____ Quoted text

Big US Stocks’ Q4’18 Fundamentals
Adam Hamilton March 8, 2019 3757 Words
The widely-held mega-cap stocks that dominate the US markets recently finished reporting their Q4’18 financial results. Because the tenor of stock markets changed radically last quarter, this latest earnings season is more important than usual. An extreme monster bull market suddenly rolled over into a severe near-bear correction in Q4. How major corporations fared offers insights into whether a young bear is upon us.
Four times a year publicly-traded companies release treasure troves of valuable information in the form of quarterly reports. Required by the US Securities and Exchange Commission, these 10-Qs and 10-Ks contain the best fundamental data available to traders. They dispel all the sentiment distortions inevitably surrounding prevailing stock-price levels, revealing corporations’ underlying hard fundamental realities.
While 10-Qs with filing deadlines of 40 days after quarter-ends are required for normal quarters, 10-K annual reports are instead mandated after quarters ending fiscal years. Most big companies logically run their accounting on calendar years, so they issue 10-Ks after Q4s. Since these annual reports are larger and must be audited by independent CPAs, their filing deadlines are extended to 60 days after quarter-ends.
So the 10-K filing season just wrapped up last Friday, revealing how the biggest and best US companies were doing in Q4’18. They are the stocks of the flagship S&P 500 stock index (SPX). At the end of Q4 they commanded a gigantic collective market capitalization of $22.2t! The vast majority of investors own the big US stocks of the SPX, as some combination of them are usually the top holdings of nearly every fund.
The major ETFs that track the S&P 500 dominate the increasingly-popular passive-investment strategies as well. The SPY SPDR S&P 500 ETF, IVV iShares Core S&P 500 ETF, and VOO Vanguard S&P 500 ETF are among the largest in the world. This week they reported colossal net assets running $262.4b, $160.5b, and $103.2b respectively! Overall stock-market fortunes are totally dependent on big US stocks.
Q4’18 proved extraordinary. Leading into it, the SPX hit a dazzling all-time record high in late September about a week before Q4 arrived. That extended an extreme monster stock bull to 333.2% gains over 9.5 years, the 2nd-largest and 1st-longest in all of US stock-market history! But as I warned days after that euphoric peaking, the Fed’s unprecedented quantitative-tightening campaign would finally ramp to full speed in Q4.
Stock markets artificially inflated by $3625b of Fed QE over 6.7 years couldn’t react well to Fed QT finally starting to unwind that epic monetary inflation. With QT hitting $50b per month starting in Q4, the stock markets indeed wilted. Over the next 3.1 months into Christmas Eve, the SPX plummeted 19.8%! That was right on the verge of a new bear market at -20%. The SPX suffered its worst December since 1931, -9.2%.
That sure looked like a young bear market, really freaking out traders. But since those deep and ominous lows, the SPX has soared 19.3% at best in a massive rally! That has reversed nearly 4/5ths of the total correction losses largely suffered in Q4. This looked and acted like a classic bear-market rally, rocketing higher to eradicate fear and restore universal complacency. New-bear worries have shriveled to nothing.
Given Q4’18’s colossal stock-market inflection and subsequent huge rebound, whether the SPX narrowly evaded the overdue-bear bullet or not is supremely important. Bear markets exist for one reason, to maul overvalued stocks back down below historic fair-value levels. So how the major US corporations actually fared last quarter, how large their earnings were compared to their stock prices, offers essential bull-bear clues.

________
____ Records provided

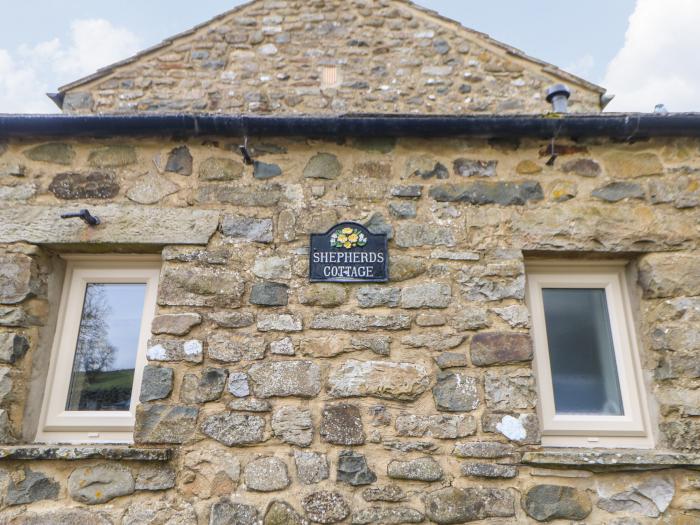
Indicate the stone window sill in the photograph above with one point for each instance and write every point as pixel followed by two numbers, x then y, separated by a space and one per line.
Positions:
pixel 78 452
pixel 611 460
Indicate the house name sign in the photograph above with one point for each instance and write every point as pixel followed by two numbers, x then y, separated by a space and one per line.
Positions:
pixel 348 253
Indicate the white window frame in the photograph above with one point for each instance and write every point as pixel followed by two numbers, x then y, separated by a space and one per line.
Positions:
pixel 58 425
pixel 571 430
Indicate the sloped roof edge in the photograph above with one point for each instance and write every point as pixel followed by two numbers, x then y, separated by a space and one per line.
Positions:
pixel 104 71
pixel 513 51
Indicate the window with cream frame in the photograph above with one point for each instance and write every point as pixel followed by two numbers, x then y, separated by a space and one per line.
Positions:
pixel 586 361
pixel 99 349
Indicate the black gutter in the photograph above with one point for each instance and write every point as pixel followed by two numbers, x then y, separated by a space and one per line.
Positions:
pixel 616 126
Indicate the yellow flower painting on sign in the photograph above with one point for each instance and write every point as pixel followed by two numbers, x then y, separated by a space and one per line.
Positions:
pixel 348 238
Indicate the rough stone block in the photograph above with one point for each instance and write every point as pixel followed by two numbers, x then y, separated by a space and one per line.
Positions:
pixel 228 348
pixel 669 275
pixel 414 234
pixel 437 426
pixel 421 469
pixel 312 467
pixel 248 229
pixel 475 168
pixel 269 294
pixel 285 378
pixel 359 323
pixel 174 350
pixel 293 425
pixel 453 505
pixel 323 294
pixel 512 391
pixel 373 296
pixel 185 285
pixel 93 185
pixel 279 323
pixel 179 161
pixel 115 156
pixel 479 193
pixel 220 169
pixel 164 424
pixel 496 348
pixel 550 502
pixel 30 488
pixel 325 507
pixel 100 483
pixel 456 392
pixel 17 276
pixel 157 383
pixel 13 346
pixel 204 387
pixel 341 424
pixel 380 379
pixel 266 474
pixel 353 469
pixel 175 324
pixel 488 470
pixel 234 429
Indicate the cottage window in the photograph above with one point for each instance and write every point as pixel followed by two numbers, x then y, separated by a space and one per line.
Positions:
pixel 586 358
pixel 99 349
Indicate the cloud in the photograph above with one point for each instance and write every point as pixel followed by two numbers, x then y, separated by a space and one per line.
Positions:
pixel 32 70
pixel 582 67
pixel 658 62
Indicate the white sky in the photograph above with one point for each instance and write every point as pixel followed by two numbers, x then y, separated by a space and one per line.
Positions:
pixel 643 51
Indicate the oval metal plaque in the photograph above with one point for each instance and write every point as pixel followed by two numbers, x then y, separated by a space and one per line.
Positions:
pixel 348 253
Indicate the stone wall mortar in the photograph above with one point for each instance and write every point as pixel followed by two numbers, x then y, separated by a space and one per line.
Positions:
pixel 329 57
pixel 337 381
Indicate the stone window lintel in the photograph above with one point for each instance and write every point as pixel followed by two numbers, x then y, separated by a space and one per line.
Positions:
pixel 611 460
pixel 80 452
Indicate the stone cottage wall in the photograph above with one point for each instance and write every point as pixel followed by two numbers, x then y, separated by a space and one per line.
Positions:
pixel 330 56
pixel 269 399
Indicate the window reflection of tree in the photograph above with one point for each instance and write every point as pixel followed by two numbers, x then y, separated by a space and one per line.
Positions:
pixel 93 353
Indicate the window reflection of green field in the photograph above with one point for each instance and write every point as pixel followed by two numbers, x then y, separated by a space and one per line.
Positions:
pixel 109 390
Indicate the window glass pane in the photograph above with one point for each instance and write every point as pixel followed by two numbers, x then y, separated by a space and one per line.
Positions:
pixel 105 354
pixel 581 353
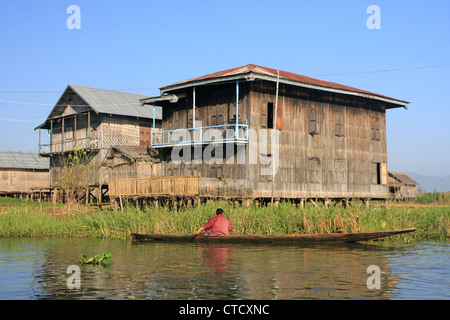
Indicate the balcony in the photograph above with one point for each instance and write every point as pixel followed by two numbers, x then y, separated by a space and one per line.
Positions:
pixel 229 133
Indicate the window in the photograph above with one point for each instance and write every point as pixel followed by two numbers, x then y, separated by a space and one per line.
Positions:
pixel 270 111
pixel 339 128
pixel 68 133
pixel 314 170
pixel 374 128
pixel 313 127
pixel 379 173
pixel 340 169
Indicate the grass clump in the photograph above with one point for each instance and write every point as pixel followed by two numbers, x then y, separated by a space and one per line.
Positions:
pixel 23 218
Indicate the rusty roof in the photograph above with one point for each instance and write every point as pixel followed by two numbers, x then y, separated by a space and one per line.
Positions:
pixel 254 71
pixel 23 160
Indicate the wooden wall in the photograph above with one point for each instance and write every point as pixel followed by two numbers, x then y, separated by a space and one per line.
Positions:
pixel 328 148
pixel 330 145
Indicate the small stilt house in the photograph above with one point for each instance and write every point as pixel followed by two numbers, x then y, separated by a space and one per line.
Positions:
pixel 401 186
pixel 24 175
pixel 262 133
pixel 95 120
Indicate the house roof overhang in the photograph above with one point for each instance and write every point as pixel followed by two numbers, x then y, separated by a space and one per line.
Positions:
pixel 251 72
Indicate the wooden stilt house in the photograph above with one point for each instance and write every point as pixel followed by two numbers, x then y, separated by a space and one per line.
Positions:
pixel 95 120
pixel 24 175
pixel 260 133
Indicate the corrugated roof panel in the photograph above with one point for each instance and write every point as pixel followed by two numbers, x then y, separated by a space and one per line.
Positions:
pixel 115 102
pixel 23 160
pixel 273 73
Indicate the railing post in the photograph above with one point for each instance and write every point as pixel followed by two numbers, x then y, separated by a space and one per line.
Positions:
pixel 154 123
pixel 236 133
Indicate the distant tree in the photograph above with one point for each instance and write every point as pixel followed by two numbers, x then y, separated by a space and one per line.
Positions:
pixel 79 171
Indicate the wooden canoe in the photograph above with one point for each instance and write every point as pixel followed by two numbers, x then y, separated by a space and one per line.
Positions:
pixel 272 239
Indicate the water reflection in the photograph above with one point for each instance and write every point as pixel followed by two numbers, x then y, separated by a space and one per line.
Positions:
pixel 36 269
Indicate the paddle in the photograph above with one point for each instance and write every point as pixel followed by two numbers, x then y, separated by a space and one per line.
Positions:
pixel 192 239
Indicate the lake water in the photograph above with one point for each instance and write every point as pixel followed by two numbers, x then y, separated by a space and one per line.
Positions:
pixel 36 268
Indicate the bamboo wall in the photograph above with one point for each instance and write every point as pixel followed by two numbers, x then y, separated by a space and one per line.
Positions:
pixel 23 180
pixel 154 187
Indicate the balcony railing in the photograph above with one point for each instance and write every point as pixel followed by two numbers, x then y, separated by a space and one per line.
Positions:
pixel 236 133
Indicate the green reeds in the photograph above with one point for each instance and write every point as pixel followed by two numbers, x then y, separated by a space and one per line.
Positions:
pixel 31 219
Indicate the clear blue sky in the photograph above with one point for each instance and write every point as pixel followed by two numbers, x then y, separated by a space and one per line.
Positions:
pixel 138 46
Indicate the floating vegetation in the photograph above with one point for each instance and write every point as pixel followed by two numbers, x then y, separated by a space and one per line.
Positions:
pixel 96 260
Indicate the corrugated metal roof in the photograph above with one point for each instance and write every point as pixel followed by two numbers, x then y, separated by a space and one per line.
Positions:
pixel 115 102
pixel 23 160
pixel 293 78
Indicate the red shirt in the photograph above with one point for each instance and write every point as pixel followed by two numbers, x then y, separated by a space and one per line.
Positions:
pixel 219 225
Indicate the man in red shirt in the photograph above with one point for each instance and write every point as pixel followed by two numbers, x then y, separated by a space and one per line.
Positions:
pixel 217 225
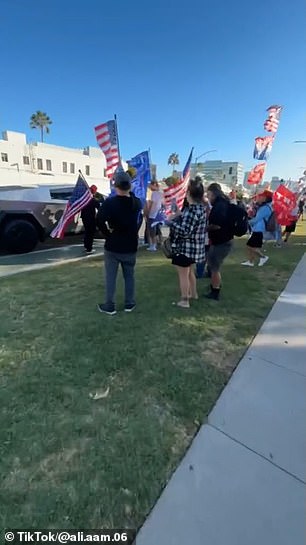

________

What you need to do:
**A.** Using the big-US-stocks article, decide whether each statement agrees with it: (i) 10-K annual reports must be filed within 60 days after quarter-ends; (ii) the SPX had its worst December since 1929; (iii) the rally after the Christmas Eve lows reversed about half of the correction losses. For each, give yes or no along with the deciding words from the article.
**B.** Write out the part of the big-US-stocks article that opens with the words containing "Q4’18 proved extraordinary." and closes with "since 1931, -9.2%.".

Answer set:
**A.**
(i) Yes: "their filing deadlines are extended to 60 days after quarter-ends"
(ii) No: "The SPX suffered its worst December since 1931, -9.2%."
(iii) No: "That has reversed nearly 4/5ths of the total correction losses largely suffered in Q4."

**B.**
Q4’18 proved extraordinary. Leading into it, the SPX hit a dazzling all-time record high in late September about a week before Q4 arrived. That extended an extreme monster stock bull to 333.2% gains over 9.5 years, the 2nd-largest and 1st-longest in all of US stock-market history! But as I warned days after that euphoric peaking, the Fed’s unprecedented quantitative-tightening campaign would finally ramp to full speed in Q4.
Stock markets artificially inflated by $3625b of Fed QE over 6.7 years couldn’t react well to Fed QT finally starting to unwind that epic monetary inflation. With QT hitting $50b per month starting in Q4, the stock markets indeed wilted. Over the next 3.1 months into Christmas Eve, the SPX plummeted 19.8%! That was right on the verge of a new bear market at -20%. The SPX suffered its worst December since 1931, -9.2%.